Cumartesi, Temmuz 27, 2024

Işıkhan: Çalışanlarımızı enflasyona karşı koruma ilkesini sürdüreceğiz

Çalışma ve Sosyal Güvenlik Bakanlığı ile bağlı kurumların 2024 yılı bütçesi üzerine TBMM Genel Kurulunda konuşma yapan Çalışma ve Sosyal Güvenlik Bakanı Prof. Dr. Vedat Işıkhan, asgari ücretle ilgili önemli açıklamalarda bulundu. Işıkhan, “2002 yılında 184 TL olan net asgari ücreti, 2023 yılında 11 bin 402 TL’ye  yükselterek, reel olarak 3 katına çıkardık. 2024 yılı asgari ücretini tespit etmek üzere Asgari Ücret Tespit Komisyonumuz 11 Aralık’ta çalışmalarına başladı. Komisyondan çıkacak kararın herkesin mutabık kaldığı bir ücret seviyesi olmasını ümit ediyoruz” dedi. 

Asgari ücretle ilgili konuşmasının devamında işyerlerine verilen desteklerden bahseden Işkhan, “Bildiğiniz üzere, tüm ücretlilerin asgari ücret düzeyine kadar olan gelirlerinin, vergi dışında bırakılmasını sağlamıştık. 2016 yılında başlattığımız Asgari Ücret Desteğini 2023 yılı Temmuz ayı itibarıyla sigortalı başına aylık 500 TL’ye yükselttik. 2023 yılının ilk dokuz ayı için 1,7 milyon işyerinde yaklaşık 24,8 milyar TL asgari ücret desteği verdik” diye konuştu.
-------
§ **Görev gereksinimleri**:
- A) Asgari ücret metnine göre aşağıdaki soruları yanıtlayın:
(i) 2002 yılında net asgari ücret kaç TL idi?
(ii) Asgari Ücret Tespit Komisyonu çalışmalarına hangi tarihte başladı?
(iii) Asgari Ücret Desteği 2023 yılı Temmuz ayı itibarıyla sigortalı başına aylık kaç TL'ye yükseltildi?
- B) Kayıtlarda "niche" dizgesini içeren tüm satırları belirleyin ve her birini kopyalayın.
Metin ile kayıtlar arasında herhangi bir bağlantı yoktur.

§ **Kayıt alıntıları**:
-------
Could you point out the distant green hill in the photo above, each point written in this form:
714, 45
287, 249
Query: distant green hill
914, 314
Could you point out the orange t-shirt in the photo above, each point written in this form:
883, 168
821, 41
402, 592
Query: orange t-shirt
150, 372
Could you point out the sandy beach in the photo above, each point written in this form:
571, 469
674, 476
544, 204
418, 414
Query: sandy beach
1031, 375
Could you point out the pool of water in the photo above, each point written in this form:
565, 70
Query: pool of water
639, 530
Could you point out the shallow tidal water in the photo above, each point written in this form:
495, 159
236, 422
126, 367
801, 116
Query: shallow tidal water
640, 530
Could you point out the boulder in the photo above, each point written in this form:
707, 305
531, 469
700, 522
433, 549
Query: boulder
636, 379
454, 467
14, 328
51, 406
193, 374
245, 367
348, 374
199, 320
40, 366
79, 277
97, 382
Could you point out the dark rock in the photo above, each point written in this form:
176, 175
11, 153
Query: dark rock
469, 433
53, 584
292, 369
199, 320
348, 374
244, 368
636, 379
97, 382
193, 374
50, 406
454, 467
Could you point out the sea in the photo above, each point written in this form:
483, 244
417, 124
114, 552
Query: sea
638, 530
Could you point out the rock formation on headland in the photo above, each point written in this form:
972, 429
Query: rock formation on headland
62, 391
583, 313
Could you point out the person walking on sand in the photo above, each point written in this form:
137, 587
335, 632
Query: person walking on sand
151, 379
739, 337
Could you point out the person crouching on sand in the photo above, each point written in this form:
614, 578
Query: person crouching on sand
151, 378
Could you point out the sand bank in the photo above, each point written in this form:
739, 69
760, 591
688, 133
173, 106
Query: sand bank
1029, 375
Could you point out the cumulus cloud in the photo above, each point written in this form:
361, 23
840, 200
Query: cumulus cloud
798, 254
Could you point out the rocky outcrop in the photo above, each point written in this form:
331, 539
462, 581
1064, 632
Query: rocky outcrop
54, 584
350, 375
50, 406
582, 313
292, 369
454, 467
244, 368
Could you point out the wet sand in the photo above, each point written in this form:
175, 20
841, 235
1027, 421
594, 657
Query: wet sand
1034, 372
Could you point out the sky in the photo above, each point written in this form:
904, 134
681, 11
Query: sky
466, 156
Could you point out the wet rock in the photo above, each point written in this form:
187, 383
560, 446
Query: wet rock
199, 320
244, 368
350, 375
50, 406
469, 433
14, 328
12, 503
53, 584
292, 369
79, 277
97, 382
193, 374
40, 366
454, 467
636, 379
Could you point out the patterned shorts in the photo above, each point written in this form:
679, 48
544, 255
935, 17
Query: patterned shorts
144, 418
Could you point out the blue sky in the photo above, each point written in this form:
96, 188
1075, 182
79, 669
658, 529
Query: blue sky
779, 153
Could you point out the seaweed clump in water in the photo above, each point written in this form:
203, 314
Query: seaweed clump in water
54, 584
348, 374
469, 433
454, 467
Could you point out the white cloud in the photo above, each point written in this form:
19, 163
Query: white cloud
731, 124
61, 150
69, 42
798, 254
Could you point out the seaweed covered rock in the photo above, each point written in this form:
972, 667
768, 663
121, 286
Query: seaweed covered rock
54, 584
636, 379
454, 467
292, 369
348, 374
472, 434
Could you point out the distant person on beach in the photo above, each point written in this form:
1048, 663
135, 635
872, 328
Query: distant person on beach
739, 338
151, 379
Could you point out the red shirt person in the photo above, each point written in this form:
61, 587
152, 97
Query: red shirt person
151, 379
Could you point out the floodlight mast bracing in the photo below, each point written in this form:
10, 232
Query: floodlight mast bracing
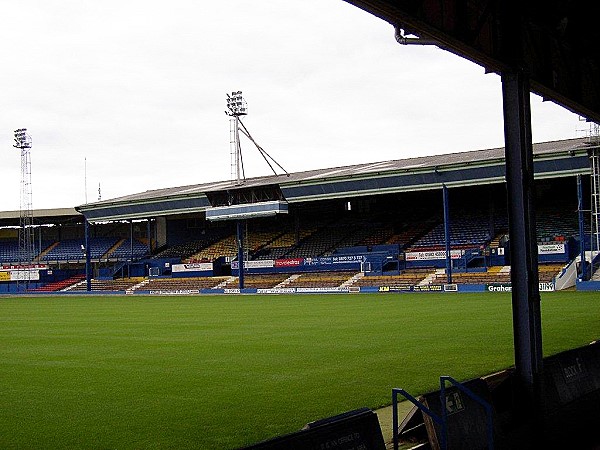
236, 107
26, 238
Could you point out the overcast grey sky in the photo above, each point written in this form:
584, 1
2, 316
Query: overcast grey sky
137, 89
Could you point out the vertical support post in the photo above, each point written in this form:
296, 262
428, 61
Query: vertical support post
240, 242
583, 264
447, 234
527, 327
88, 257
149, 236
130, 242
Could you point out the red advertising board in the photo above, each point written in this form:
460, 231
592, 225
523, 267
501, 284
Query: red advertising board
288, 262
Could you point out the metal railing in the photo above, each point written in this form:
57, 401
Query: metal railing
442, 420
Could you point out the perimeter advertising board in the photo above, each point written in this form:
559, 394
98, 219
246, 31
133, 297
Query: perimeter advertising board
507, 287
432, 255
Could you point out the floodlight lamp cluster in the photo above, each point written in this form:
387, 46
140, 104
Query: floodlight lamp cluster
236, 105
22, 139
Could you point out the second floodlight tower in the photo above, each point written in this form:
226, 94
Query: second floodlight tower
236, 107
26, 239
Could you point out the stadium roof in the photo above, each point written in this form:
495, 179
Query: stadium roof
55, 215
552, 159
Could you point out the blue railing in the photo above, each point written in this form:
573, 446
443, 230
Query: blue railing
442, 420
436, 418
476, 398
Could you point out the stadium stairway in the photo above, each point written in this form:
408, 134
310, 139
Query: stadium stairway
351, 281
287, 281
429, 278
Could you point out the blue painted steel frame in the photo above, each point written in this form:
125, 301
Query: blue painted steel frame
437, 419
240, 242
447, 234
583, 264
478, 399
527, 327
88, 257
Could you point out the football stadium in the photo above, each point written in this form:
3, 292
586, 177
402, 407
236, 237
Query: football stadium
359, 278
391, 304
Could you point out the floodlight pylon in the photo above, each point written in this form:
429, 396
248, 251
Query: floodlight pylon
26, 236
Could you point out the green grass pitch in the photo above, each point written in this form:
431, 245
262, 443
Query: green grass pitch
219, 372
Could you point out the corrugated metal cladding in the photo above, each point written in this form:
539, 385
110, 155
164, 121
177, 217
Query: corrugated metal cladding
406, 182
551, 159
141, 210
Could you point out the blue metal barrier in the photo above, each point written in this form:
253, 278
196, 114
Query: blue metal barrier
437, 419
442, 420
475, 397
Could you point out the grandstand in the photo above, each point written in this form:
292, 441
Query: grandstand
356, 228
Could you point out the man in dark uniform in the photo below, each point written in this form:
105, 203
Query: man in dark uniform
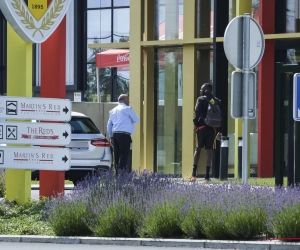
205, 135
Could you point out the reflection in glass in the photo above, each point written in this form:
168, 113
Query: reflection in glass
123, 80
121, 25
98, 3
169, 19
98, 29
168, 125
205, 17
292, 16
121, 3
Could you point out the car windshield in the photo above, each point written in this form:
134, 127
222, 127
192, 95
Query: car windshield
82, 125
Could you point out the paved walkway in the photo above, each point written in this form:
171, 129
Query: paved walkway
180, 243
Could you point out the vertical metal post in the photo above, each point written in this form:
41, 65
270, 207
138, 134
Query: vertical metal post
246, 71
240, 157
224, 158
98, 85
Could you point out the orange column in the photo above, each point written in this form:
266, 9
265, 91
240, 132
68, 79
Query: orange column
53, 85
266, 92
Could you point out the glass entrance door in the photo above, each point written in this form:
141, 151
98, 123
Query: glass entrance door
286, 130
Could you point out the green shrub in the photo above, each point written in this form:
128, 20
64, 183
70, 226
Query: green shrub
285, 222
240, 223
118, 220
23, 220
163, 220
192, 223
68, 219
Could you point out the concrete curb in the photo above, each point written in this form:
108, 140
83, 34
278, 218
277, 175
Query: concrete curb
217, 244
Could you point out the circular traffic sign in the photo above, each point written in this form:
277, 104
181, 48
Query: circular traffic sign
233, 42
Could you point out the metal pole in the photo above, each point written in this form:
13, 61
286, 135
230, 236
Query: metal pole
240, 157
98, 85
224, 158
246, 70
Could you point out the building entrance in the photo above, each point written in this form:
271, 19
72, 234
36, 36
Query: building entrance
286, 130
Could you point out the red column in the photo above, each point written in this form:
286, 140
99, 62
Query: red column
53, 85
266, 79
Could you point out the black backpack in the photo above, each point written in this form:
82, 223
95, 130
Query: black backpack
213, 117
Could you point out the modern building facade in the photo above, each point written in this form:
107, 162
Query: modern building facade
175, 46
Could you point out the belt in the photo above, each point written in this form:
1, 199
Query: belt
121, 132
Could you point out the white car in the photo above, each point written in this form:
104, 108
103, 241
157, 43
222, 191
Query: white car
90, 150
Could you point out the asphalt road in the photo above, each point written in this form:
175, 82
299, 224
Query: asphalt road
47, 246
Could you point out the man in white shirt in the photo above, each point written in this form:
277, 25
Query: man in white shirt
120, 127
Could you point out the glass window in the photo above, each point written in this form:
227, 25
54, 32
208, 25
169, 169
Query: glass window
98, 3
122, 80
121, 3
121, 25
98, 29
169, 19
168, 110
292, 16
205, 17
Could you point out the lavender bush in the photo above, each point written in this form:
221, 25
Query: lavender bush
67, 215
153, 205
284, 213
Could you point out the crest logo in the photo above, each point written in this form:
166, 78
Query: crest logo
37, 24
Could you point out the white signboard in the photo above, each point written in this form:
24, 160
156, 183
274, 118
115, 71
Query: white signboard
35, 158
35, 133
34, 108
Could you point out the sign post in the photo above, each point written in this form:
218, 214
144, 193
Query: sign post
244, 54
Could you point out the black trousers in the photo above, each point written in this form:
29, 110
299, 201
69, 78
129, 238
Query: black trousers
121, 151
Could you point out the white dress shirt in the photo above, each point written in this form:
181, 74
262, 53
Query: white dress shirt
121, 118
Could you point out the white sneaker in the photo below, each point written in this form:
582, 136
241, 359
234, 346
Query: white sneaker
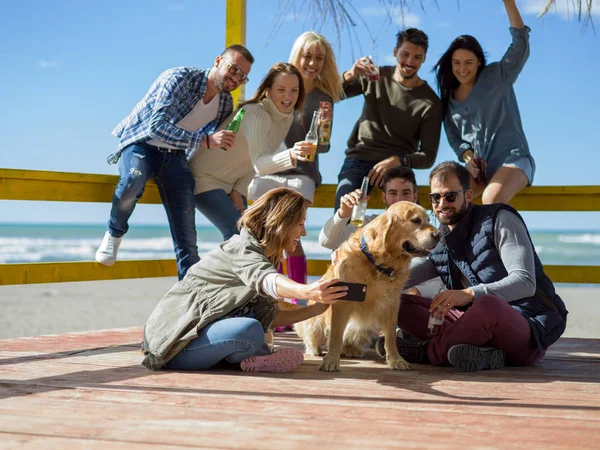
107, 253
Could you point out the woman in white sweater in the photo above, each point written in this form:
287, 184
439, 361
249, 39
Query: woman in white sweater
222, 177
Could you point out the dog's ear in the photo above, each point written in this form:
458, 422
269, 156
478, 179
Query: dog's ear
377, 235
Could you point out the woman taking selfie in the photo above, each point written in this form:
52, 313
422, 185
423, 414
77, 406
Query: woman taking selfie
222, 308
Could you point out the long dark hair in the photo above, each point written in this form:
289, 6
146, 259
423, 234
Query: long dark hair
267, 83
446, 80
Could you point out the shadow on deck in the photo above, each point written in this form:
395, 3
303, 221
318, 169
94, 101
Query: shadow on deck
89, 390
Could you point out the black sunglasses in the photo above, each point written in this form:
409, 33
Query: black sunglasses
450, 197
236, 72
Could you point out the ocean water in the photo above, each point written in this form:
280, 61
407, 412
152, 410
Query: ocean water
27, 243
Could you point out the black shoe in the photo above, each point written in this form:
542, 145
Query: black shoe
411, 351
470, 358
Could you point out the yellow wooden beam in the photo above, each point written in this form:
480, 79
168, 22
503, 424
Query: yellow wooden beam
235, 33
82, 187
91, 271
64, 187
84, 271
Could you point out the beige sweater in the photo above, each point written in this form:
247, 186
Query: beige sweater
262, 130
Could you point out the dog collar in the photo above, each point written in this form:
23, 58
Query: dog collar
385, 270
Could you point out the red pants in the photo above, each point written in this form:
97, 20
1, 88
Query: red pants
489, 322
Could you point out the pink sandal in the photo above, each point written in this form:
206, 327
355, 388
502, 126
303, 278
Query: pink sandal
284, 360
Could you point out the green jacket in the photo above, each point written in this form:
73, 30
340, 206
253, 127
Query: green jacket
225, 279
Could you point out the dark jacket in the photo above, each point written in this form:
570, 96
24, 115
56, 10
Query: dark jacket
471, 246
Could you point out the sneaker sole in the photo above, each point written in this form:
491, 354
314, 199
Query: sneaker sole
470, 358
106, 263
411, 351
280, 361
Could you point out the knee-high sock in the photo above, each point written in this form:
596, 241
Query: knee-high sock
297, 269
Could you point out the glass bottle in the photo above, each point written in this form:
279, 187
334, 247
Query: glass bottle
360, 209
479, 162
235, 123
324, 131
313, 134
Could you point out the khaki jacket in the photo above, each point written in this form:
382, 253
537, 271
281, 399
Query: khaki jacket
225, 279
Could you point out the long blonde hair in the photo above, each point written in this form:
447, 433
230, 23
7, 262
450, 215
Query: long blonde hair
329, 80
272, 217
269, 79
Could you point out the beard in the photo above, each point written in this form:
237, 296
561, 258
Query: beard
221, 84
408, 76
455, 217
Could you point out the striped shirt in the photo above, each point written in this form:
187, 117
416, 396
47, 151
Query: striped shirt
172, 96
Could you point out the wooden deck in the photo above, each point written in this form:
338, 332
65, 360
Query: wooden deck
88, 390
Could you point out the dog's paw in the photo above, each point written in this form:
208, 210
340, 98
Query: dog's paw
398, 364
330, 365
352, 351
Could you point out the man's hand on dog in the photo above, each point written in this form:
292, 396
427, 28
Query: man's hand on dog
446, 300
321, 291
348, 201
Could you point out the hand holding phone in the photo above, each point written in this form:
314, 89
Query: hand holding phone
357, 292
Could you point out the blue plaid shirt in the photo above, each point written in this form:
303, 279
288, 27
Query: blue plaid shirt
172, 96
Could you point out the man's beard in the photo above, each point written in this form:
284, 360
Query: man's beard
408, 77
220, 83
455, 218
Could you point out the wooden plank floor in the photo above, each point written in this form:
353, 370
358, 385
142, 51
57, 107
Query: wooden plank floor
88, 390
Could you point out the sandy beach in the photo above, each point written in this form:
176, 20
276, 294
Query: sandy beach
37, 309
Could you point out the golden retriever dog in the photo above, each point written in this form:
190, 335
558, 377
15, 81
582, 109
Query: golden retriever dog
347, 328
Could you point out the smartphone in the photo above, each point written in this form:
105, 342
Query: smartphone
356, 291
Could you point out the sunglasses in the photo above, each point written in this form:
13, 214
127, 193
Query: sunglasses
450, 197
236, 72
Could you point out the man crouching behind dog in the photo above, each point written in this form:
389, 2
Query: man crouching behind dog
377, 255
500, 305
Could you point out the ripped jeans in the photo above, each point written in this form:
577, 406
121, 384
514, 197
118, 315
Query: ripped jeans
171, 172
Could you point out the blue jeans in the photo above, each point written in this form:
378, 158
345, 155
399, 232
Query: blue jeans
219, 209
232, 340
138, 164
350, 178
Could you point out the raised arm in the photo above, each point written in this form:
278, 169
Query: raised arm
514, 16
518, 52
352, 81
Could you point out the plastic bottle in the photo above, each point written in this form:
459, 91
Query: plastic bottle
235, 123
360, 209
313, 134
434, 326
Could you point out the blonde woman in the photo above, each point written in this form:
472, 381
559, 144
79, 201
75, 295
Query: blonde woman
313, 56
222, 177
221, 309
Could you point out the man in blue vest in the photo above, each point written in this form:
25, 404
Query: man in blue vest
499, 307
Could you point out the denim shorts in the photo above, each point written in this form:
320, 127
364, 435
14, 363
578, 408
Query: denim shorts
526, 165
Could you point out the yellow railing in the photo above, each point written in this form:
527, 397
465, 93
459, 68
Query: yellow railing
80, 187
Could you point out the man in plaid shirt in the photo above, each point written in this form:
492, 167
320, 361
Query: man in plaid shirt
177, 116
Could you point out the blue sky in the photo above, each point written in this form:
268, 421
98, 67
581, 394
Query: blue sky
71, 70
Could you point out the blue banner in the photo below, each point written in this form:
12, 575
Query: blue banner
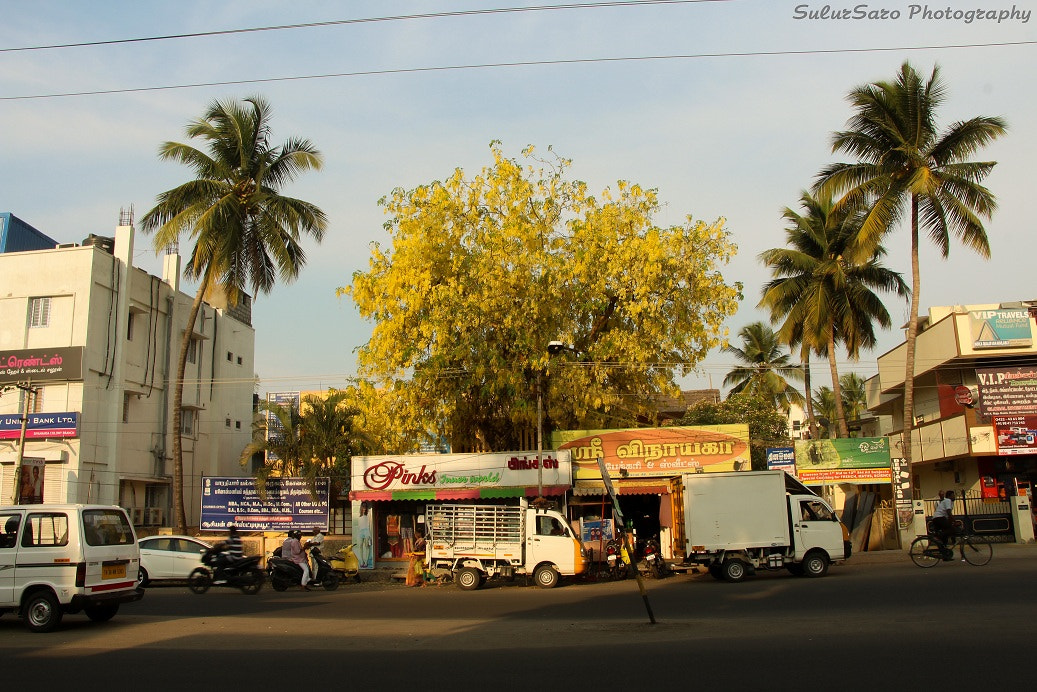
288, 504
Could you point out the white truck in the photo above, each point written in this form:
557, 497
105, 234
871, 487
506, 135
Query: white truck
738, 522
480, 542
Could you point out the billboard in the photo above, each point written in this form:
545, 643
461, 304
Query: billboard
288, 504
858, 461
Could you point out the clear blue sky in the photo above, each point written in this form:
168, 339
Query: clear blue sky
733, 119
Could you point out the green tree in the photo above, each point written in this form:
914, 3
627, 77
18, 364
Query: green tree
246, 233
824, 286
907, 165
483, 272
763, 369
767, 424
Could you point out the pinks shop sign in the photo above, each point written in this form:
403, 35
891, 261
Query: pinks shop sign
456, 471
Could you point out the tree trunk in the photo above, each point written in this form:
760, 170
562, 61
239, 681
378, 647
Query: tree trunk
916, 282
812, 424
843, 431
180, 519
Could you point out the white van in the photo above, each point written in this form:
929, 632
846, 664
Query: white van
66, 558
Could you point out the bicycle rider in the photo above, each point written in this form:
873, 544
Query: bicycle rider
943, 522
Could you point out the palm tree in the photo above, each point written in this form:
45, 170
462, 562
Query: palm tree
245, 232
824, 286
906, 164
763, 369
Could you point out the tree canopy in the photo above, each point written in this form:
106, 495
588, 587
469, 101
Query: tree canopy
483, 272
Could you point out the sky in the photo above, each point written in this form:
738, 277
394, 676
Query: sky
725, 107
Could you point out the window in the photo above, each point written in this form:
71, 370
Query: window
46, 529
39, 312
188, 418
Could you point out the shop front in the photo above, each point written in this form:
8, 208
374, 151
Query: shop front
390, 493
645, 466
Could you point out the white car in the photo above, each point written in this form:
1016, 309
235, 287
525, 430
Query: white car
169, 557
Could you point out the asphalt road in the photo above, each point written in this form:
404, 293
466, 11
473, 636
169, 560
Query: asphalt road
869, 625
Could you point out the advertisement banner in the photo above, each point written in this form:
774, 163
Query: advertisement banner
1007, 391
288, 504
843, 460
1015, 435
999, 329
656, 452
781, 458
40, 364
39, 425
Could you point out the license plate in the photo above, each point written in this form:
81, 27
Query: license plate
113, 571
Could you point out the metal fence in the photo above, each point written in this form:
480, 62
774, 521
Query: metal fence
983, 517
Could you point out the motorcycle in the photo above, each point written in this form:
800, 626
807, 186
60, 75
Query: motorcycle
283, 573
345, 563
220, 571
654, 565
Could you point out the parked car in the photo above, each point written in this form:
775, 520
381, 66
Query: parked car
169, 557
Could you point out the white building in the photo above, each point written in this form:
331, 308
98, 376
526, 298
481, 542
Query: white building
89, 303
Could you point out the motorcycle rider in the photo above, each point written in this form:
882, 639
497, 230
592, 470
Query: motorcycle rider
293, 551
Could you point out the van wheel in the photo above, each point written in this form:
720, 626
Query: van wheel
43, 612
102, 613
469, 579
815, 563
199, 581
545, 577
733, 570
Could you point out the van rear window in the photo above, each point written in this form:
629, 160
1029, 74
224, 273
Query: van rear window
106, 527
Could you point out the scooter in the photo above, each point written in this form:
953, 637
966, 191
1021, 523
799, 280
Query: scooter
244, 574
346, 563
283, 573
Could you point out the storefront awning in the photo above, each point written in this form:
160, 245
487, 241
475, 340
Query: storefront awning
455, 493
623, 487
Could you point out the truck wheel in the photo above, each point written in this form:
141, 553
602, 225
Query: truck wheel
815, 563
43, 612
469, 579
733, 570
102, 613
545, 577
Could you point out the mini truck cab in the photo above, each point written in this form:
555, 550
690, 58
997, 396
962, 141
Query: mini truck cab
58, 559
738, 522
480, 542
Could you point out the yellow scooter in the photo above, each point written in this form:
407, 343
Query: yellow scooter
345, 562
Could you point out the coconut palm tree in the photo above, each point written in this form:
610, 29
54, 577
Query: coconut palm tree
907, 166
824, 286
763, 369
246, 233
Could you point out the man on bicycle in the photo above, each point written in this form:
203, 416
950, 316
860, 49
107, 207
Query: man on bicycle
943, 522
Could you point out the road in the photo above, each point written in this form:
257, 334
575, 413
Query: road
863, 627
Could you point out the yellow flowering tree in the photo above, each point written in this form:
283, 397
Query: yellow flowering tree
482, 273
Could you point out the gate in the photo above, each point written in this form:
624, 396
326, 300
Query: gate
981, 517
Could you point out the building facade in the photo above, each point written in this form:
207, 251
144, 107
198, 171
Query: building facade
100, 425
975, 415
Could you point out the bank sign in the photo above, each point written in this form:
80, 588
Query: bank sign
288, 504
39, 425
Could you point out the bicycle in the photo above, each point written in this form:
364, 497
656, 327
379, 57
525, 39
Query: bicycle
927, 551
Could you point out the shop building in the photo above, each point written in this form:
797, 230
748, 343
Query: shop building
975, 418
389, 493
108, 335
644, 466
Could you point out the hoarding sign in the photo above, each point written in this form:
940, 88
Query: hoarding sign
1000, 329
288, 504
40, 364
39, 425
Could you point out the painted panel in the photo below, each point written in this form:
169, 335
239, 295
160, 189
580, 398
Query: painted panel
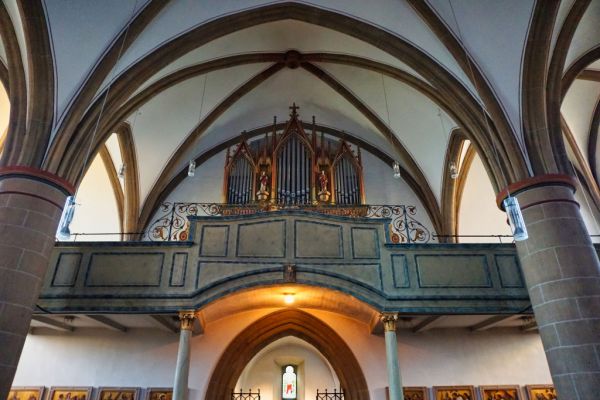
318, 240
452, 271
125, 269
210, 273
214, 241
178, 269
509, 271
366, 274
67, 268
400, 271
261, 239
365, 243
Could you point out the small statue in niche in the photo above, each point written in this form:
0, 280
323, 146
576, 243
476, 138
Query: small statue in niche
323, 182
263, 181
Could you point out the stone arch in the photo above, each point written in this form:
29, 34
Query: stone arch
289, 322
64, 154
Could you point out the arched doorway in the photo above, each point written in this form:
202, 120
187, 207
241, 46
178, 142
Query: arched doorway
279, 325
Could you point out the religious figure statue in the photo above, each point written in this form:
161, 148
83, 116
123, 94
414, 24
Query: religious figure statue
289, 383
323, 182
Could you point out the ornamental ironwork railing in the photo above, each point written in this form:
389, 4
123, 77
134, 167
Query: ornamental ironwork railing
241, 395
326, 395
172, 223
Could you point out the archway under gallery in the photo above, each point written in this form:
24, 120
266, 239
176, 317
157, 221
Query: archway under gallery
282, 325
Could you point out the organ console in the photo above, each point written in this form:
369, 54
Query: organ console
293, 168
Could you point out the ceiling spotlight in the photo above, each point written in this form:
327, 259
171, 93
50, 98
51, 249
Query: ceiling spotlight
396, 170
192, 168
288, 298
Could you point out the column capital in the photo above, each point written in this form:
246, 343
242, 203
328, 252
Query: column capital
187, 319
389, 321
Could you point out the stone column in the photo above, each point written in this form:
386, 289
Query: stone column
391, 351
562, 273
31, 203
182, 369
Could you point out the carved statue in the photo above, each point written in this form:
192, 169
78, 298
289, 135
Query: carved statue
323, 181
263, 193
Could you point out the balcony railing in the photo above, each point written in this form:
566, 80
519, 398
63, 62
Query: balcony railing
172, 223
327, 395
241, 395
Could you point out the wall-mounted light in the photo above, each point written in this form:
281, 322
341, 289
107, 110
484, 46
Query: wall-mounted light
396, 170
453, 170
63, 232
192, 168
515, 218
288, 298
-------
§ **Yanıtlar**:
- A)
(i) 184 TL
(ii) 11 Aralık
(iii) 500 TL

- B)
Could you point out the small statue in niche in the photo above, each point written in this form:
Query: small statue in niche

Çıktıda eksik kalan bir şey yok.